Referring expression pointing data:
------------------------------

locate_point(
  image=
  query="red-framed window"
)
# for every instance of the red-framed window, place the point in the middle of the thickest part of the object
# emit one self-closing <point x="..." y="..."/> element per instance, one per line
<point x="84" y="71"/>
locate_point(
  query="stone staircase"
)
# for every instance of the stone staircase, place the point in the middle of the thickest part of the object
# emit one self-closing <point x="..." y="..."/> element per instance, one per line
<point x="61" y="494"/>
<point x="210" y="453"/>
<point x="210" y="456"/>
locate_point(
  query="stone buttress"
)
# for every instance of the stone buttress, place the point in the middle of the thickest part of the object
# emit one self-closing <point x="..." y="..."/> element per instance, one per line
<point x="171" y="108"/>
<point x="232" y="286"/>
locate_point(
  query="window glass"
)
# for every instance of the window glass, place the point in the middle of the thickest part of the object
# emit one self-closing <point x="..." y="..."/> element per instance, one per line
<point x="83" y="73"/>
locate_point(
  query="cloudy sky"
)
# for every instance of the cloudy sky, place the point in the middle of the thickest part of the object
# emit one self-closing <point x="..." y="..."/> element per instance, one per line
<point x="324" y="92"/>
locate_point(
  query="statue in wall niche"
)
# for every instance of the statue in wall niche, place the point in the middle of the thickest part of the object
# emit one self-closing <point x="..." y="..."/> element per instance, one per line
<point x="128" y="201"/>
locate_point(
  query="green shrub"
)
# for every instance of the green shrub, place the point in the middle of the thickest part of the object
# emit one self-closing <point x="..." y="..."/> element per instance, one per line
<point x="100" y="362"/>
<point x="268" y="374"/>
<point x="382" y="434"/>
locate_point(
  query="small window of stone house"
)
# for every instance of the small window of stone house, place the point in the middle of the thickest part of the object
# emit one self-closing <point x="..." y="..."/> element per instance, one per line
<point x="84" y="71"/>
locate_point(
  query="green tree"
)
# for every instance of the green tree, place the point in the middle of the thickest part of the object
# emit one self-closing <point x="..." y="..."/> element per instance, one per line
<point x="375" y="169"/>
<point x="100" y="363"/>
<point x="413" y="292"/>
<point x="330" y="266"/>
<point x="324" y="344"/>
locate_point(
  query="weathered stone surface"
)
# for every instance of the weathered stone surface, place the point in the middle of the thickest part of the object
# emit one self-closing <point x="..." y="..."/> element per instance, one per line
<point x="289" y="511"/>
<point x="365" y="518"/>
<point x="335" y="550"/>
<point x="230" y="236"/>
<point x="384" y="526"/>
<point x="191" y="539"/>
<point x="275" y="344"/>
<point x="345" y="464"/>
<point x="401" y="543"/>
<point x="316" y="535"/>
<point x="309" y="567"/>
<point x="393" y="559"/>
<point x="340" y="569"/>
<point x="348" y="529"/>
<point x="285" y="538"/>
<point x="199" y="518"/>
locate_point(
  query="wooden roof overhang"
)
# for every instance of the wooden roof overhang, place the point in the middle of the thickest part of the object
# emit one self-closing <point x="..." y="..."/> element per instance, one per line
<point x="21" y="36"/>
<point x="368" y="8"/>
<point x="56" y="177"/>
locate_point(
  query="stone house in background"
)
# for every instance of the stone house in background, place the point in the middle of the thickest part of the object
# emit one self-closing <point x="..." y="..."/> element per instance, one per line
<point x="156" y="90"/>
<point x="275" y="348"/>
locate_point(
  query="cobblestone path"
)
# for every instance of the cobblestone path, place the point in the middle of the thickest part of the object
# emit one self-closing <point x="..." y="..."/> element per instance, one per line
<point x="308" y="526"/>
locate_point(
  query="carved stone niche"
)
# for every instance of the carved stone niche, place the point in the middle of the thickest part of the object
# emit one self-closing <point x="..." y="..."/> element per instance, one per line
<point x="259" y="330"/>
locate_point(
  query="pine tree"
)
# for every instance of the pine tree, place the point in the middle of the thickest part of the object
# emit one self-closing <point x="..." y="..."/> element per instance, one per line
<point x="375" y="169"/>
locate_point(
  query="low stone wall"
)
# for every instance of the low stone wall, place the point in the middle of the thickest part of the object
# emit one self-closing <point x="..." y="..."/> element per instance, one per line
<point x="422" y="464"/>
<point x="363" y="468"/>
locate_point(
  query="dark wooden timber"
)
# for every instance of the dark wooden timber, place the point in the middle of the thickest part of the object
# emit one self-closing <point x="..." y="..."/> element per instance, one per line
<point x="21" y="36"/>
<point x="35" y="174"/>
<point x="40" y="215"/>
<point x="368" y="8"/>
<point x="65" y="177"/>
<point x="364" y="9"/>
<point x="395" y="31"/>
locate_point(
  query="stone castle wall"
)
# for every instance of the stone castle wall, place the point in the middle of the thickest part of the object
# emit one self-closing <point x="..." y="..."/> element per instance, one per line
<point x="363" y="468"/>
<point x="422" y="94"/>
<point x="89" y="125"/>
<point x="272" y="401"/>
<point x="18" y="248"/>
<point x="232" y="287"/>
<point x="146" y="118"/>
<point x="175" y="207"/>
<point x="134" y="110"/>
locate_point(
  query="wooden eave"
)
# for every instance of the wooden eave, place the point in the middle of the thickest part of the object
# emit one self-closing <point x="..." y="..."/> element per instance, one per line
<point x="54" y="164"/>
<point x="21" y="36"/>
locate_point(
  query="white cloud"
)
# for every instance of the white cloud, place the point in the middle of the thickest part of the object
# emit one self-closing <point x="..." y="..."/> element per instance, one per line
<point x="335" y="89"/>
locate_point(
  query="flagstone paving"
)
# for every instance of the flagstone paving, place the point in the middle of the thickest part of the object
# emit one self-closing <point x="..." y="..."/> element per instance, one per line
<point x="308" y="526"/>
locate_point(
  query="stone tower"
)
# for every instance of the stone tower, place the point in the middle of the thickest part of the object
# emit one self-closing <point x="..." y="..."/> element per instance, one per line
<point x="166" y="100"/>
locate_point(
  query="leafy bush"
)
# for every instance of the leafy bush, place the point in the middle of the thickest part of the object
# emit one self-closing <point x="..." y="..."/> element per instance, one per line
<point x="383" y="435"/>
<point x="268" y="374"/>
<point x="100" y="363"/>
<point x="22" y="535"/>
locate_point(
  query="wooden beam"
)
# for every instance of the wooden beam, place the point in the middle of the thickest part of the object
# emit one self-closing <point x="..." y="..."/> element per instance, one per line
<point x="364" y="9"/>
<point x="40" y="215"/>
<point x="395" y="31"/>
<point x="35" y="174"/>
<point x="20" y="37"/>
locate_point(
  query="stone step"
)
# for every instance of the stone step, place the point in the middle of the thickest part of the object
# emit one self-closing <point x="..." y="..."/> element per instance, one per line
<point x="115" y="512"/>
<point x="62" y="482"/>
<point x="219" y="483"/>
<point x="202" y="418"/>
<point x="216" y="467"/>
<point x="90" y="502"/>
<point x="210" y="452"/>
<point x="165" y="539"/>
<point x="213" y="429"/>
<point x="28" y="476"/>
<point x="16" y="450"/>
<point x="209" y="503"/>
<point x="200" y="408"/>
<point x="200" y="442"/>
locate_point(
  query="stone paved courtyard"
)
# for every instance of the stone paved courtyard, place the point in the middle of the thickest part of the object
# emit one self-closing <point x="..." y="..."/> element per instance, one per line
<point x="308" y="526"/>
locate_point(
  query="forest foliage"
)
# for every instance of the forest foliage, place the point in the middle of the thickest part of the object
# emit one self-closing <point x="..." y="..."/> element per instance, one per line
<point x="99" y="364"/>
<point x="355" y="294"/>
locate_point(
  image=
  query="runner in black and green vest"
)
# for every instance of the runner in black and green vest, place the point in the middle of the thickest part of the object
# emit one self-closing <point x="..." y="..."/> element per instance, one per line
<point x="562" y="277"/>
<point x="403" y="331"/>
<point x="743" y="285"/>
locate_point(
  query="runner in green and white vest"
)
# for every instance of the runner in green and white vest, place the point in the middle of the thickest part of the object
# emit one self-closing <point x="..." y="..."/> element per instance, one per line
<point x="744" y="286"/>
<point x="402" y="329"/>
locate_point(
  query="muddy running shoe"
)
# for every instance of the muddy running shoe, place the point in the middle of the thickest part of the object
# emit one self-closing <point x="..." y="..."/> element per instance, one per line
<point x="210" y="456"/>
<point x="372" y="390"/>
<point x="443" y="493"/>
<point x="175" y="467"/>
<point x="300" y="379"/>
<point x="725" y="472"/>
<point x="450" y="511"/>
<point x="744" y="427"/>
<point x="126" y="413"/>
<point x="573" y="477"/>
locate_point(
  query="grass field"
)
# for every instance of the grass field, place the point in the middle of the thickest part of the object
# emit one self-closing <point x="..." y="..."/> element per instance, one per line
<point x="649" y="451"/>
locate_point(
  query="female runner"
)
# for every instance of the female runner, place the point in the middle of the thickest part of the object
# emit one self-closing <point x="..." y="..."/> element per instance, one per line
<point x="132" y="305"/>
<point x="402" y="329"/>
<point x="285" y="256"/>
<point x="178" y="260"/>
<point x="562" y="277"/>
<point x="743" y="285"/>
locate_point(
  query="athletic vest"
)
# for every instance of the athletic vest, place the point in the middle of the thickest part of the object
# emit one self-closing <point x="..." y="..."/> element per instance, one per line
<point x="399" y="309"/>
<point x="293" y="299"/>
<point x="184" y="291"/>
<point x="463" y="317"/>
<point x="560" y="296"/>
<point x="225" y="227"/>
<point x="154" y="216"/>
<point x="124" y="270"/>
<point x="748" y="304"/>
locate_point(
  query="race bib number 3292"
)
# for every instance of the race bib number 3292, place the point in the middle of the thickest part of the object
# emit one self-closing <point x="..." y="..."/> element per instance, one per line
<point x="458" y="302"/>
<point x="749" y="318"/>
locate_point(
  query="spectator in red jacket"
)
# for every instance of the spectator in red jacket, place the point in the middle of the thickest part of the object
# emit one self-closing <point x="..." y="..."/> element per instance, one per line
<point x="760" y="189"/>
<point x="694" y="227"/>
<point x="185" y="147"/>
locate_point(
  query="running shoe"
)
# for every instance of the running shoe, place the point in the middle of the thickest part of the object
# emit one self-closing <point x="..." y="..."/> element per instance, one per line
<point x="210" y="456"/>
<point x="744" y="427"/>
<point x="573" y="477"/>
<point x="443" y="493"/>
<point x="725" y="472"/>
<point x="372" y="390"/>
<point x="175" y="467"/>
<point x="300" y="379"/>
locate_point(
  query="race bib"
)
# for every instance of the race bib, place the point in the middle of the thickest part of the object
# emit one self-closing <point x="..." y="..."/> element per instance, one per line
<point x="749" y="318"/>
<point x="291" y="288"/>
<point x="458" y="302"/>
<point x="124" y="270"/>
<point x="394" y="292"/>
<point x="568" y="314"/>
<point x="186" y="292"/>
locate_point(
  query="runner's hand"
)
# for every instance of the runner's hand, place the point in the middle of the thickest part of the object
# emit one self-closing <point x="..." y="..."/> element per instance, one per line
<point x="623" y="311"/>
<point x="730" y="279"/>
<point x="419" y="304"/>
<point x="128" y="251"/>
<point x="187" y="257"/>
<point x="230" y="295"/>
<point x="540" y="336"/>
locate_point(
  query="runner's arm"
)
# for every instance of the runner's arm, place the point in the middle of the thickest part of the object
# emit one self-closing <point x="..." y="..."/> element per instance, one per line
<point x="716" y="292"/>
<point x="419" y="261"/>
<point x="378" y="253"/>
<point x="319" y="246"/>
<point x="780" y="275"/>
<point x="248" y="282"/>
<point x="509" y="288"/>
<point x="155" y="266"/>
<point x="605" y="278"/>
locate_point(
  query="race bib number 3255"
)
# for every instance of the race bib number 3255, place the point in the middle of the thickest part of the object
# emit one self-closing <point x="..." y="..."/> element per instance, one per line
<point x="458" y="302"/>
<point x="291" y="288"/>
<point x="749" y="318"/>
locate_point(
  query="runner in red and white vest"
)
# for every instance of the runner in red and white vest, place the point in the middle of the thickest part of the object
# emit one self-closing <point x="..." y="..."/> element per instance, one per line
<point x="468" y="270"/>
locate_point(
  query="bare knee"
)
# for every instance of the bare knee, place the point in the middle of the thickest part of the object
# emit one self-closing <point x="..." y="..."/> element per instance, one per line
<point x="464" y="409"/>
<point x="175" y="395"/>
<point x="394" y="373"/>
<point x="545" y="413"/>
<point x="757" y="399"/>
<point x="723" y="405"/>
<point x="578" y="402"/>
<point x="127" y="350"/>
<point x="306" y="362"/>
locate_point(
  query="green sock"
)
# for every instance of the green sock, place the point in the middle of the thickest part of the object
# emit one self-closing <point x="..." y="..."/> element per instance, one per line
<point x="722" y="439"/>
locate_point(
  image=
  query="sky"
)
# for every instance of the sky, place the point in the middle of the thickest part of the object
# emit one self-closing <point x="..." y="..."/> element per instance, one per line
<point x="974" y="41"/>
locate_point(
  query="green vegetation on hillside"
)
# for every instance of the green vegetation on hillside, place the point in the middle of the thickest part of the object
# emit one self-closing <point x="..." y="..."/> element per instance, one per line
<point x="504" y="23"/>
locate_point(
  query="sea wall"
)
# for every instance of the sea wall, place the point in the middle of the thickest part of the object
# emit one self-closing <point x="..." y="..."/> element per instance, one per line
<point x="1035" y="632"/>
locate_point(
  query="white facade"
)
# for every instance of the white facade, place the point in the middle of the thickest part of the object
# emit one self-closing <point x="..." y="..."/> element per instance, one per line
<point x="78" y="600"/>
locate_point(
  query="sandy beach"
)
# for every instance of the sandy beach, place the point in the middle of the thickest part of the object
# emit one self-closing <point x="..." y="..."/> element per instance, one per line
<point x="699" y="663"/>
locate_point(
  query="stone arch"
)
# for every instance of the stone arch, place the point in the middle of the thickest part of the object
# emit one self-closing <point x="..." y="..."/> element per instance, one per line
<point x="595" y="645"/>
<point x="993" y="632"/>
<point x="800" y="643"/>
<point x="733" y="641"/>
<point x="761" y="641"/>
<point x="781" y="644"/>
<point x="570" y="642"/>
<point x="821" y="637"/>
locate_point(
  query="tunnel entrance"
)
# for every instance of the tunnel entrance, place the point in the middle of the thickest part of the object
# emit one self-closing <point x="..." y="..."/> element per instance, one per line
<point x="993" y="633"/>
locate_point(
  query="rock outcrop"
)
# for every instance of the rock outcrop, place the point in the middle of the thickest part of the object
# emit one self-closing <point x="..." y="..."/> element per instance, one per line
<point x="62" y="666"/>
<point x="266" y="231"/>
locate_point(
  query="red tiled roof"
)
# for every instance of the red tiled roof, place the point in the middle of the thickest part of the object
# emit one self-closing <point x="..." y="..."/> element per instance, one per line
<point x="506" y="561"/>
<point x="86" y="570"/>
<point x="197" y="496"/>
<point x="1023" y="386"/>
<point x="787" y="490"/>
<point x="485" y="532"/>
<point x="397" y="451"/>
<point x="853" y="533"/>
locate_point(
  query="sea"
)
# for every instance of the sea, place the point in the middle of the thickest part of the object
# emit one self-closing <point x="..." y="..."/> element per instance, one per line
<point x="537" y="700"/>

------------------------------

### Required action
Locate the word "sock" in the entries, and copy every line where it is found.

### Answer to this problem
  query="green sock"
# for every instance of the green sock, place the point in the middle of the thickest part of the object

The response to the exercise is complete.